Task item: What is needed is an exact copy of every entry below.

[Spatial localization data]
____________________
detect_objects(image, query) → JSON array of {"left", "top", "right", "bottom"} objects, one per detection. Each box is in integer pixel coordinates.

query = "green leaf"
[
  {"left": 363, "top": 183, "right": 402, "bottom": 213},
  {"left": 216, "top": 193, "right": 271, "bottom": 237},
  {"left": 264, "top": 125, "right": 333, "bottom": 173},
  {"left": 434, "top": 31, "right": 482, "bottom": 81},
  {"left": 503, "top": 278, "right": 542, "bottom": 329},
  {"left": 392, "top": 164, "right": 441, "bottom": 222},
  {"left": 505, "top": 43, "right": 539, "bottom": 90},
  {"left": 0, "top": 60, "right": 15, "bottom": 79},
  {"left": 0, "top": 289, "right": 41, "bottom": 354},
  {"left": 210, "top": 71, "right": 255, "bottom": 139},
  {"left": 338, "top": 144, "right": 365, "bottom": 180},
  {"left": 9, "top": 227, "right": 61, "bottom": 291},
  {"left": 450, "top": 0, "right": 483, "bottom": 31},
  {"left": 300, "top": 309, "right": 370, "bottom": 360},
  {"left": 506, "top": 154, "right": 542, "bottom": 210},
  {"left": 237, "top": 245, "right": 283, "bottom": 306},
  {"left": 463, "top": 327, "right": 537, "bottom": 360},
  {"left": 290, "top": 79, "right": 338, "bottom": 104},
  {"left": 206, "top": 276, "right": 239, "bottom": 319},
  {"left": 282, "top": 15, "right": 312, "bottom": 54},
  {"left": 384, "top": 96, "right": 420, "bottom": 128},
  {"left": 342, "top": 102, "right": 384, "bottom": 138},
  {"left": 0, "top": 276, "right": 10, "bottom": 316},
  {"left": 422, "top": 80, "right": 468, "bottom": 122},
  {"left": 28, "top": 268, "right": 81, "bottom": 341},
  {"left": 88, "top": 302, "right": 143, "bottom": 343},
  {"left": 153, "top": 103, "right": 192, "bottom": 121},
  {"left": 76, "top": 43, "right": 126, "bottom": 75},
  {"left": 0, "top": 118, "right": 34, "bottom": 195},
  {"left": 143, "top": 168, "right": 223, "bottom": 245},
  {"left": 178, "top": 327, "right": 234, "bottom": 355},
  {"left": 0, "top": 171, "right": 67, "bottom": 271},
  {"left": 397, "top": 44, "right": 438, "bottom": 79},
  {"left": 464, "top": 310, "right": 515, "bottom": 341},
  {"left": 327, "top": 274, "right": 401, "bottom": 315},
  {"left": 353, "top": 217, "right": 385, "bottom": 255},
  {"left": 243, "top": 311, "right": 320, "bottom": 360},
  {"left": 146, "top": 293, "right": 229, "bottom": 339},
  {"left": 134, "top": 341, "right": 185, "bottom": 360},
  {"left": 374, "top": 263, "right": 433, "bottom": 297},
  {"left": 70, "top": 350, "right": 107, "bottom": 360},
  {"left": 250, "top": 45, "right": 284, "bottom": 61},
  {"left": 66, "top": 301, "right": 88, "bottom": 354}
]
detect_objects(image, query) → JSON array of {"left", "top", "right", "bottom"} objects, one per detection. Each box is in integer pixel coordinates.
____________________
Result for this exercise:
detect_objects(image, query) → JSON array of {"left", "top", "right", "bottom"} objects, one per detection. Each box is in integer pixel coordinates.

query = "green leaf"
[
  {"left": 363, "top": 183, "right": 402, "bottom": 213},
  {"left": 216, "top": 193, "right": 271, "bottom": 237},
  {"left": 264, "top": 125, "right": 333, "bottom": 173},
  {"left": 434, "top": 31, "right": 482, "bottom": 81},
  {"left": 503, "top": 278, "right": 542, "bottom": 329},
  {"left": 392, "top": 164, "right": 441, "bottom": 222},
  {"left": 505, "top": 43, "right": 539, "bottom": 90},
  {"left": 0, "top": 60, "right": 15, "bottom": 79},
  {"left": 0, "top": 289, "right": 41, "bottom": 354},
  {"left": 210, "top": 71, "right": 255, "bottom": 139},
  {"left": 338, "top": 144, "right": 365, "bottom": 180},
  {"left": 9, "top": 227, "right": 61, "bottom": 291},
  {"left": 450, "top": 0, "right": 483, "bottom": 31},
  {"left": 300, "top": 309, "right": 370, "bottom": 360},
  {"left": 506, "top": 154, "right": 542, "bottom": 210},
  {"left": 237, "top": 245, "right": 283, "bottom": 306},
  {"left": 463, "top": 327, "right": 537, "bottom": 360},
  {"left": 290, "top": 79, "right": 338, "bottom": 104},
  {"left": 206, "top": 276, "right": 239, "bottom": 319},
  {"left": 282, "top": 15, "right": 312, "bottom": 54},
  {"left": 384, "top": 96, "right": 420, "bottom": 128},
  {"left": 342, "top": 102, "right": 384, "bottom": 138},
  {"left": 0, "top": 276, "right": 10, "bottom": 316},
  {"left": 422, "top": 80, "right": 468, "bottom": 122},
  {"left": 28, "top": 268, "right": 81, "bottom": 341},
  {"left": 88, "top": 302, "right": 143, "bottom": 343},
  {"left": 153, "top": 103, "right": 192, "bottom": 121},
  {"left": 76, "top": 43, "right": 126, "bottom": 75},
  {"left": 0, "top": 118, "right": 34, "bottom": 195},
  {"left": 143, "top": 168, "right": 223, "bottom": 245},
  {"left": 178, "top": 327, "right": 234, "bottom": 355},
  {"left": 0, "top": 171, "right": 67, "bottom": 271},
  {"left": 397, "top": 44, "right": 438, "bottom": 79},
  {"left": 464, "top": 310, "right": 515, "bottom": 341},
  {"left": 327, "top": 274, "right": 401, "bottom": 315},
  {"left": 353, "top": 217, "right": 385, "bottom": 255},
  {"left": 243, "top": 311, "right": 320, "bottom": 360},
  {"left": 146, "top": 293, "right": 229, "bottom": 339},
  {"left": 134, "top": 341, "right": 185, "bottom": 360},
  {"left": 374, "top": 263, "right": 433, "bottom": 297},
  {"left": 70, "top": 350, "right": 107, "bottom": 360},
  {"left": 250, "top": 45, "right": 284, "bottom": 61},
  {"left": 66, "top": 301, "right": 88, "bottom": 354}
]
detect_objects(image, query) → JSON array of {"left", "top", "right", "bottom"} objects, one per detection. Each box is in integer pixel coordinates.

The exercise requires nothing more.